| WHAT YOU SHOULD DO |
Nothing in the entries below may be altered; print them as they stand.

(Point localization data)
====

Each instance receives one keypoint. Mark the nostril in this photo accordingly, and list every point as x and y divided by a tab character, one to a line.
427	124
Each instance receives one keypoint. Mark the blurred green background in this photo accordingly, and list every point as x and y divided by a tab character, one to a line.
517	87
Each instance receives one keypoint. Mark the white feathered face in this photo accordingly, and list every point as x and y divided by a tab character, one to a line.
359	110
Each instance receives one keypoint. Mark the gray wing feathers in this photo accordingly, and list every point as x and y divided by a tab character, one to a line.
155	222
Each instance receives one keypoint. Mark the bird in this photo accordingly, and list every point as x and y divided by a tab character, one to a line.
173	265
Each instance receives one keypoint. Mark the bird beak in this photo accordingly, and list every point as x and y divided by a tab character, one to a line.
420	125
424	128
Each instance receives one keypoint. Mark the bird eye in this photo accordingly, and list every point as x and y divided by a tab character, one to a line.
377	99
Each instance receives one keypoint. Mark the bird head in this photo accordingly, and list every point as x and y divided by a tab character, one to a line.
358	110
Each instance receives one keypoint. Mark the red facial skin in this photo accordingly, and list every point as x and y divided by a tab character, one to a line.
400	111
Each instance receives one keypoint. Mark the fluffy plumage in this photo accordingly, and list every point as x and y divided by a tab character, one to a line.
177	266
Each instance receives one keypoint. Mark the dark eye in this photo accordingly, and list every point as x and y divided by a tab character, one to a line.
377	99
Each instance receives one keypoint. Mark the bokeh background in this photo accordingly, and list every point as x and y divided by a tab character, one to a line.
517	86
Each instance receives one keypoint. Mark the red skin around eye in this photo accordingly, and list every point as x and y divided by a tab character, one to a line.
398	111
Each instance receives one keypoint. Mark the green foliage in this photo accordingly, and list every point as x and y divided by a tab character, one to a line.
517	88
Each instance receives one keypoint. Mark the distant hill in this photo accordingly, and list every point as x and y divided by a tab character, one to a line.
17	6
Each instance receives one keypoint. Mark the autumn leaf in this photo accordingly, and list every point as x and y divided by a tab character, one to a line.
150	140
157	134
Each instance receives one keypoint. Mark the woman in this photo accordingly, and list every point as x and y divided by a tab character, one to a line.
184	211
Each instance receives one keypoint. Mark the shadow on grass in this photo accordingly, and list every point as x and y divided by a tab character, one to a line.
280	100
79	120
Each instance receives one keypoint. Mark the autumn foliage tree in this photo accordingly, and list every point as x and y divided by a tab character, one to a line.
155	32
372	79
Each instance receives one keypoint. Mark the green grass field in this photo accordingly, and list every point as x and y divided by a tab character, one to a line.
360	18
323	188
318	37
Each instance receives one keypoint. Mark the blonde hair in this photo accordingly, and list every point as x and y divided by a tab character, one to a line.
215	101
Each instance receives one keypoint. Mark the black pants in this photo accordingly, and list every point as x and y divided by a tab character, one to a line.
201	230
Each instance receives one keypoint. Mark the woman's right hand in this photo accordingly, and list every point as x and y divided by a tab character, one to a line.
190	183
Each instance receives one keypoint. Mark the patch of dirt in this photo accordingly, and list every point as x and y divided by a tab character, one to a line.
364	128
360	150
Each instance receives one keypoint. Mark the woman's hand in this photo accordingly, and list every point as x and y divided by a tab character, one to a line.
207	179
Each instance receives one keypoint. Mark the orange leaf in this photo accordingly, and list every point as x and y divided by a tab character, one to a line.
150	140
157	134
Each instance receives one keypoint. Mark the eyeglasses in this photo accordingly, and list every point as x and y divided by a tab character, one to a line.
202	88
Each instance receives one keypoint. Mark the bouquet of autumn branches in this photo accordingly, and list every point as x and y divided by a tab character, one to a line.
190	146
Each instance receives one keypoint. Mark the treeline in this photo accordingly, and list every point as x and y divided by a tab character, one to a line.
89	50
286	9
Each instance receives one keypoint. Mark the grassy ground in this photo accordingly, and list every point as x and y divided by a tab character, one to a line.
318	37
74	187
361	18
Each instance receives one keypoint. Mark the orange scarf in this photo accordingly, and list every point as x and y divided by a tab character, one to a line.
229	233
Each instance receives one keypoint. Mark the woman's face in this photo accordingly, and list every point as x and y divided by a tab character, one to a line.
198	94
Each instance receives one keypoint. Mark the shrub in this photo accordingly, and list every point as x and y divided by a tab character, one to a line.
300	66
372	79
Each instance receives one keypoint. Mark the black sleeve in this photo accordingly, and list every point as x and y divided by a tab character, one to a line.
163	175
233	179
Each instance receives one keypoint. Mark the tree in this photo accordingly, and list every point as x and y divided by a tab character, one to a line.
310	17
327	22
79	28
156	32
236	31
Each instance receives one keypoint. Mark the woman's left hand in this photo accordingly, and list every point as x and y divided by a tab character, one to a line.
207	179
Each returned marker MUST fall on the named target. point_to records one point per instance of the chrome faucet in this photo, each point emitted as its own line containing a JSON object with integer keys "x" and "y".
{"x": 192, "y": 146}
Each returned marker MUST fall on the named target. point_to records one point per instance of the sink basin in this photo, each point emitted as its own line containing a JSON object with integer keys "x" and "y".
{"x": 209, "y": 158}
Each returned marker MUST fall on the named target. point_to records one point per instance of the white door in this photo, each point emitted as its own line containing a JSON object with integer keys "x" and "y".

====

| EXERCISE RESULT |
Each instance receives one keypoint. Mark the nostril in this photo accordingly, and list every point as x and y divided by a tab character, one to a line.
427	124
Each instance receives one keypoint. Mark the blurred green background in this photo accordingly, and list every point as x and y divided by a tab character, one to a line.
517	87
Each instance receives one keypoint. Mark the white feathered face in this photo accordingly, and list every point as x and y divided by a tab character, one to a line.
359	110
Each instance receives one keypoint. Mark the gray wing feathers in this photo accordingly, and list every point as x and y divided by a tab character, one to a line.
155	222
Each instance receives one keypoint. Mark the bird in this photo accordingly, and list every point as x and y divided by a tab character, one to a line.
173	265
Each instance receives one keypoint. Mark the bird beak in this photo accordingly, and list every point as x and y divided by a tab character, one to a line.
420	125
424	128
Each instance receives one keypoint. Mark the bird eye in this photo accordingly, and list every point as x and y divided by a tab character, one to a line.
377	99
Each instance receives one keypoint. Mark the bird head in this photo accordingly, and list every point as x and y divided by a tab character, one to a line.
358	110
Each instance receives one keypoint. Mark the red facial skin in this photo accordingly, and list every point as x and y divided by a tab character, one to a line.
400	111
Each instance receives one keypoint. Mark the fluffy plumage in this photo accordingly, and list every point as x and y divided by a tab character, one to a line.
177	266
Each instance receives one keypoint. Mark the dark eye in this photo accordingly, and list every point as x and y divided by a tab character, one to a line.
377	99
Each instance receives one keypoint. Mark the bokeh background in this photo accordingly, and list every point as x and y divided by a tab character, one to a line.
517	86
Each instance receives one keypoint. Mark the red skin around eye in this photo accordingly, and list every point as x and y divided by a tab character, one to a line.
398	111
Each instance receives one keypoint. Mark the green foliage in this photo accordingly, and list every point as x and y divided by a tab character, one to a line.
517	88
Each instance receives one keypoint. Mark the distant hill in this photo accordingly, and list every point as x and y divided by a tab character, one to a line.
17	6
Each instance receives one keypoint. Mark the autumn leaf in this photo accordingly, and list every point as x and y divided by a tab character, one to a line.
150	140
157	134
Each instance receives one keypoint. Mark the woman in this photo accordingly, and list every point as x and y divided by a tab character, one to a line.
184	211
Each instance receives one keypoint. Mark the shadow on grass in this photo accordingly, and list every point as x and y divided by a tab character, one to a line.
280	100
79	120
Each instance receives one keypoint. Mark the autumn foliage tree in this photo accordingly, and list every point as x and y divided by a tab character, one to a line.
155	32
372	79
Each instance receives one keypoint. Mark the green grass field in this photo accordingly, and list every point as x and y divided by a tab character, one to a line.
360	18
323	188
318	37
Each instance receives one keypoint. Mark the blonde hair in this photo accordingly, and list every point as x and y divided by a tab character, one to a line.
215	101
Each instance receives one keypoint. Mark the black pants in this photo accordingly, and list every point as x and y divided by a tab character, one to a line.
201	230
Each instance receives one keypoint. Mark the woman's right hand in this photo accordingly, and list every point as x and y divided by a tab character, one to a line.
190	183
Each instance receives one keypoint. Mark the patch of dirt in this photo accordingly, and list every point as x and y divided by a tab character, one to a line.
364	128
360	150
Each instance receives one keypoint. Mark the woman's hand in this photo accordingly, and list every point as x and y divided by a tab character, one to a line.
207	179
Each instance receives one keypoint. Mark the orange leaf in this photo accordingly, and list every point as x and y divided by a tab character, one to a line.
150	140
157	134
Each instance receives one keypoint. Mark the eyeglasses in this photo accordingly, and list every point as x and y divided by a tab character, one to a line.
202	88
Each instance receives one keypoint. Mark the bouquet of autumn branches in this photo accordingly, and list every point as x and y divided by a tab character, one to a line.
190	146
Each instance receives one keypoint. Mark the treeline in this photo accordingly, and list every point as x and y divided by a tab character, one to a line.
89	50
286	9
Each instance receives one keypoint. Mark the grassy ground in this photo accordingly, and list every point as x and y divided by a tab character, one to a line.
318	37
74	187
361	18
Each instance receives one keypoint. Mark the orange scarf in this photo accordingly, and list every point as x and y divided by a tab character, one to a line.
229	233
Each instance receives one keypoint. Mark the woman's face in this photo accordingly, and list every point as x and y divided by a tab character, one to a line.
198	94
Each instance receives one keypoint. Mark the shrub in this photo accordingly, and list every point as x and y divided by a tab character, one to a line.
300	66
372	79
Each instance receives one keypoint. Mark the black sleeve in this photo accordingly, and list every point as x and y divided by a tab character, one to a line.
163	175
233	179
Each instance receives one keypoint. Mark the tree in this photo accordingly, and list every point as x and y divided by a tab character, one to a line.
310	17
327	22
79	28
156	32
236	31
Each instance receives one keypoint. Mark the woman's left hand in this photo accordingly, and list every point as x and y divided by a tab character, one to a line.
207	179
Each returned marker MUST fall on the named target. point_to records one point per instance of the chrome faucet in this photo, each point emitted as its own line containing a JSON object with integer keys "x" and "y".
{"x": 192, "y": 146}
Each returned marker MUST fall on the named target. point_to records one point per instance of the sink basin in this photo, each point emitted as its own line containing a JSON object with integer keys "x" and "y".
{"x": 209, "y": 158}
Each returned marker MUST fall on the named target. point_to records one point per instance of the white door in this photo, each point emitted as its own line containing a JSON object with integer keys "x" and "y".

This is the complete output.